WHAT TO DO - Begin with the line that contains "Note to the class: identify the stirrup" and transcribe each line after it, up to and including the last line of the listing below.
====== DATASET CONTENT
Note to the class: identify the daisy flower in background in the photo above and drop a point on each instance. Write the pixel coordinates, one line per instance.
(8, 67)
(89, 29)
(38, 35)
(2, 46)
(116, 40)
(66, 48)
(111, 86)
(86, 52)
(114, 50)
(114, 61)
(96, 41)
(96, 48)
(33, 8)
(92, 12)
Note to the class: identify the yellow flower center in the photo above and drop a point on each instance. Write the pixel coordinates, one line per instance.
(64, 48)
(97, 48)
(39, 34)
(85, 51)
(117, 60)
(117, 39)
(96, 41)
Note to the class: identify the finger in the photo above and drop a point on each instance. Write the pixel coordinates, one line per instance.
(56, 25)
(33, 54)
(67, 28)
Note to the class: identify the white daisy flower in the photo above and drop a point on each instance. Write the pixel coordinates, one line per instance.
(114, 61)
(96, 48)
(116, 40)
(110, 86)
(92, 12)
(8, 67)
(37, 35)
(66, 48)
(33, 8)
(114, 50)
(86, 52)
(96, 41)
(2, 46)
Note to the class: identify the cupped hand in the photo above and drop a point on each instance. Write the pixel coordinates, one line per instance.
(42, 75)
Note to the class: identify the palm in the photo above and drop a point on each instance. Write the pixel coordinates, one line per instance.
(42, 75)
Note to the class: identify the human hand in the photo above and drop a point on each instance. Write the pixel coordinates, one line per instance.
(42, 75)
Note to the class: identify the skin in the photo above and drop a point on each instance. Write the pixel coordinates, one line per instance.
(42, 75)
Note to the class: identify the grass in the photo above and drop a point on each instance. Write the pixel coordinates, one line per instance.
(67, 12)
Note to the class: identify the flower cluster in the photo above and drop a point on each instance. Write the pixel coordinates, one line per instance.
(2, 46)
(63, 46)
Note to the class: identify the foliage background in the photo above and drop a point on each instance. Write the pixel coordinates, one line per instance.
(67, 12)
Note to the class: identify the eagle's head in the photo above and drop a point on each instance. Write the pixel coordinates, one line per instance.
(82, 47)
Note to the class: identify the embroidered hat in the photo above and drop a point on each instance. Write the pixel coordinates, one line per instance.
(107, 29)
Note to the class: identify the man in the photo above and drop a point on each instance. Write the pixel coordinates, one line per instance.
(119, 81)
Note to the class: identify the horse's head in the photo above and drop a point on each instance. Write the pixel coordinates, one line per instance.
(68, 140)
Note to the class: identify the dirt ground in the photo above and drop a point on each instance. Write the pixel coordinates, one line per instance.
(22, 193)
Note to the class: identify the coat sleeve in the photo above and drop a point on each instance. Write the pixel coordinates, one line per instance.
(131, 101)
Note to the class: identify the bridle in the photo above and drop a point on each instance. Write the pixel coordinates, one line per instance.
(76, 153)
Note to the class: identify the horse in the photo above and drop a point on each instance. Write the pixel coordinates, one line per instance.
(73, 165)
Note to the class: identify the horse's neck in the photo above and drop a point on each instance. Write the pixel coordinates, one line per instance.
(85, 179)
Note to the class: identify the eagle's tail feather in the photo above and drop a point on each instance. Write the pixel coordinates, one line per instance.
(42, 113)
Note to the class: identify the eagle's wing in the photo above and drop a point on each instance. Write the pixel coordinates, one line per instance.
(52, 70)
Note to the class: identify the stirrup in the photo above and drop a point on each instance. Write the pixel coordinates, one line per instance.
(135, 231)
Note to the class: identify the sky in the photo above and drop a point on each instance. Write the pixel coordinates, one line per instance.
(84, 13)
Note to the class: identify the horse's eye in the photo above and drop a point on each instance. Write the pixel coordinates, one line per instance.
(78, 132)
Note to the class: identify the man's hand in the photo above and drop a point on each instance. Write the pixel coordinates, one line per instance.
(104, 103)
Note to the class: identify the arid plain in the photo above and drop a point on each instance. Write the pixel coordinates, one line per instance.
============
EXERCISE OUTPUT -
Note to the class: identify the stirrup in the photo above and drop a point on each instance. Write the pixel coordinates, one line per instance.
(135, 231)
Note to the class: identify the sky in the photo above and drop a point on each instance. Write the pixel coordinates, one line per instance.
(84, 13)
Note to the class: identify the horse's eye in the photo above and drop a point on each instance. Write the pixel coordinates, one line per instance.
(78, 132)
Note to the class: identify the man's hand in the photo above and drop a point on each instance. Write the pixel coordinates, one line per instance.
(104, 103)
Note to the class: identify the arid plain in the photo above and drop a point on each instance. Write the pixel coordinates, one line per instance.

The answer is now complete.